(Pointing records)
──────────────────────────────
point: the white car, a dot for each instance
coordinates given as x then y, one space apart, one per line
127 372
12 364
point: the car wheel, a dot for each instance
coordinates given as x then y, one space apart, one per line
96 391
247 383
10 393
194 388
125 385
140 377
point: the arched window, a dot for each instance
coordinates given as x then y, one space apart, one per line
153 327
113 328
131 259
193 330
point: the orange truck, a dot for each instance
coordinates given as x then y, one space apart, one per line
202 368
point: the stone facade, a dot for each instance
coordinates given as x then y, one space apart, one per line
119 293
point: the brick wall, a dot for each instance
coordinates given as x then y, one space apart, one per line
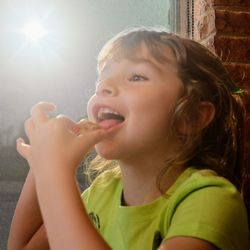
224 27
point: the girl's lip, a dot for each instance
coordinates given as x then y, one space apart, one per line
97 107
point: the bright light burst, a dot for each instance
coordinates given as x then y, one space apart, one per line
34 31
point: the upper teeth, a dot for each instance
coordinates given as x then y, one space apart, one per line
105 111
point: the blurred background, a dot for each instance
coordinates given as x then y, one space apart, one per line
48 51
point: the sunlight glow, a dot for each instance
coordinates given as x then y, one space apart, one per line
34 31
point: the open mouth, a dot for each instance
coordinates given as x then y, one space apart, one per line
107 118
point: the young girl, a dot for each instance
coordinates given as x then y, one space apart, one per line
166 111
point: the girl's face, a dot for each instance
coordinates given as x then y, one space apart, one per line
134 100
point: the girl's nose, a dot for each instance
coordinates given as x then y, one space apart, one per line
104 89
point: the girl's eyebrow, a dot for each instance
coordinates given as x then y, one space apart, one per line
150 62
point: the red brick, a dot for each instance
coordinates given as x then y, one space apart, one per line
204 25
240 73
202 6
233 49
232 2
232 22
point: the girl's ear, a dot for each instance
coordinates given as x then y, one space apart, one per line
207 113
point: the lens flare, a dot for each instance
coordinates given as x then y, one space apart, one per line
34 31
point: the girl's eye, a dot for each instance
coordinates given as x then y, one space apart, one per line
136 77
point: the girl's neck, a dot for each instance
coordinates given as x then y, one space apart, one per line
140 181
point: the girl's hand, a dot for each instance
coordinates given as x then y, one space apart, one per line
56 142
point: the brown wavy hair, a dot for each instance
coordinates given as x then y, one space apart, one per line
204 78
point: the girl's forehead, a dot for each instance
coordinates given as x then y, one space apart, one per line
142 54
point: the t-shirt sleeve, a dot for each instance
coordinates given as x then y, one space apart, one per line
214 214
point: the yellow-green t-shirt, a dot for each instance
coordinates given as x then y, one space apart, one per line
199 204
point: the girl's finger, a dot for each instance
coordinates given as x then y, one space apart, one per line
40 110
22 148
29 127
67 123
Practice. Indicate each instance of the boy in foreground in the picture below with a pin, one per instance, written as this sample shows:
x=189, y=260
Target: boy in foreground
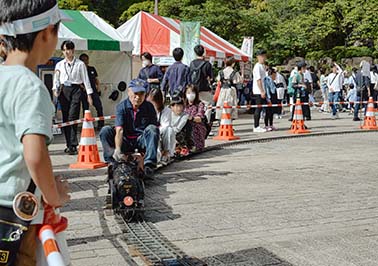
x=29, y=31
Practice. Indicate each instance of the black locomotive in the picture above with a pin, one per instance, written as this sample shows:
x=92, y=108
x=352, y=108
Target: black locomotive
x=126, y=187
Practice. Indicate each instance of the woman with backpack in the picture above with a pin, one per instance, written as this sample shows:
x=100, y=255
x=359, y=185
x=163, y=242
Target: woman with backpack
x=271, y=97
x=164, y=117
x=229, y=80
x=197, y=121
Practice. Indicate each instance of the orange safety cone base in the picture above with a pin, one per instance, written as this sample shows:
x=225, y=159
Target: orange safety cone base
x=226, y=138
x=226, y=133
x=298, y=127
x=88, y=157
x=87, y=165
x=370, y=124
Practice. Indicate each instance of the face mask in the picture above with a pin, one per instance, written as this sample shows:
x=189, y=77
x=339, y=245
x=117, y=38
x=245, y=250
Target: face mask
x=145, y=63
x=191, y=97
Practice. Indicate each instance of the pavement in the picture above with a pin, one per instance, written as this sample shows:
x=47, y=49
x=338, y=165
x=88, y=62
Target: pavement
x=306, y=201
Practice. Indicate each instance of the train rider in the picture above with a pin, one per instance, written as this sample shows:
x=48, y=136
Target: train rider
x=72, y=74
x=136, y=127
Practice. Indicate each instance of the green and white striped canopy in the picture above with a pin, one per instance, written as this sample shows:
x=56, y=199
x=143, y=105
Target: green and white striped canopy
x=90, y=32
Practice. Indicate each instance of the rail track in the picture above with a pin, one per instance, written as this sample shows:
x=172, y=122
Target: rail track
x=146, y=242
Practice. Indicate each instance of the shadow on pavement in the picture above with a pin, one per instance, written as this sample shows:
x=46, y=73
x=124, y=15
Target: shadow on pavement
x=252, y=257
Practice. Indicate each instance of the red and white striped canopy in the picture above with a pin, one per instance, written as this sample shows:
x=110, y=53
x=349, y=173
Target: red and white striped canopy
x=160, y=35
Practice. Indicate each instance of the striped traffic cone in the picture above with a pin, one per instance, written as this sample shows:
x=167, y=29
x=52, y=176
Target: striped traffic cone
x=298, y=126
x=370, y=122
x=50, y=246
x=226, y=130
x=89, y=157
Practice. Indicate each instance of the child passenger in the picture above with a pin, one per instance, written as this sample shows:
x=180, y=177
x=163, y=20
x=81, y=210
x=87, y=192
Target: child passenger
x=26, y=119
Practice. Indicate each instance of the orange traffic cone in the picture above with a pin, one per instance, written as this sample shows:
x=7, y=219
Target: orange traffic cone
x=89, y=157
x=226, y=131
x=298, y=126
x=370, y=122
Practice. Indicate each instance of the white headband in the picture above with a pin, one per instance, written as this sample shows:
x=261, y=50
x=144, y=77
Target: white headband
x=31, y=24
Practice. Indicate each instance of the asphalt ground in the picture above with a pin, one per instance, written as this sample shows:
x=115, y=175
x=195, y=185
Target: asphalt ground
x=307, y=201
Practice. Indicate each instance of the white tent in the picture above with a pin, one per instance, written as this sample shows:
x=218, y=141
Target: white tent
x=108, y=51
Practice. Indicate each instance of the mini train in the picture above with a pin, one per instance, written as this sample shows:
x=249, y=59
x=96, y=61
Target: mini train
x=126, y=187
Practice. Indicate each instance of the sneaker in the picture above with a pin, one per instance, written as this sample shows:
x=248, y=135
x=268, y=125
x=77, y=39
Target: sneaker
x=184, y=152
x=149, y=171
x=165, y=160
x=72, y=151
x=259, y=130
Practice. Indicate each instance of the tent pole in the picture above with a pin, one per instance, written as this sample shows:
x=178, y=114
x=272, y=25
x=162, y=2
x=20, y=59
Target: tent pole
x=156, y=7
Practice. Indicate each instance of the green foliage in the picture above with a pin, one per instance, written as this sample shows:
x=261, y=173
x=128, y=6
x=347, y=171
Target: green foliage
x=286, y=28
x=147, y=6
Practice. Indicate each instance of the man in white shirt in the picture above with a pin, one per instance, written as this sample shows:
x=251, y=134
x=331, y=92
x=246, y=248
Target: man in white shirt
x=71, y=74
x=259, y=75
x=3, y=54
x=335, y=85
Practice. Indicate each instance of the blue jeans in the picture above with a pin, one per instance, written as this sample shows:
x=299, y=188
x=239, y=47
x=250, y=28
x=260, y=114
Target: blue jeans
x=148, y=141
x=334, y=97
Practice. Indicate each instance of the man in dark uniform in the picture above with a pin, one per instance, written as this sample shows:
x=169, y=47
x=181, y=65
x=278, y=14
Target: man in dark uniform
x=71, y=76
x=95, y=84
x=150, y=72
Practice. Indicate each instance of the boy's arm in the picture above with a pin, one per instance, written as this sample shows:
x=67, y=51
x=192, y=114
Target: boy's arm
x=55, y=193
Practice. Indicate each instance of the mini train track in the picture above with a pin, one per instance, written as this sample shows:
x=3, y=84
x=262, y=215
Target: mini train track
x=145, y=241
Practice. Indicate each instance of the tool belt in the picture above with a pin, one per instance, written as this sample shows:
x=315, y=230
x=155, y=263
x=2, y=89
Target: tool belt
x=12, y=231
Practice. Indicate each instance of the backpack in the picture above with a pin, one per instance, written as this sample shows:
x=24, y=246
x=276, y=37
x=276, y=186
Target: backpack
x=196, y=73
x=290, y=87
x=227, y=83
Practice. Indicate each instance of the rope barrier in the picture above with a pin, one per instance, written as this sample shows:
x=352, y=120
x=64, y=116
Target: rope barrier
x=111, y=117
x=210, y=107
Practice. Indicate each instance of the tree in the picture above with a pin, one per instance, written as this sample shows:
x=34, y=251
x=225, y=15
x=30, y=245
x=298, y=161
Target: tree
x=285, y=28
x=147, y=6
──────────────────────────────
• **WHAT TO PRODUCE**
Repeat the records from the line with "Practice. Indicate each instance of the green and" to the line with "x=146, y=242", both ends included. Shift every number in the answer coordinates by subtracting 95, and leave all other lines as they are.

• **RESPONSE TO THE EXERCISE**
Practice. Indicate each instance of the green and white striped canopy in the picture above with a pin, one per instance, written as this sample shows:
x=56, y=199
x=143, y=105
Target: green and white striped canopy
x=-5, y=-63
Practice. Indicate each instance of the rail track in the picture above with a pin, one per instance, written as this sample shows:
x=172, y=122
Target: rail track
x=51, y=147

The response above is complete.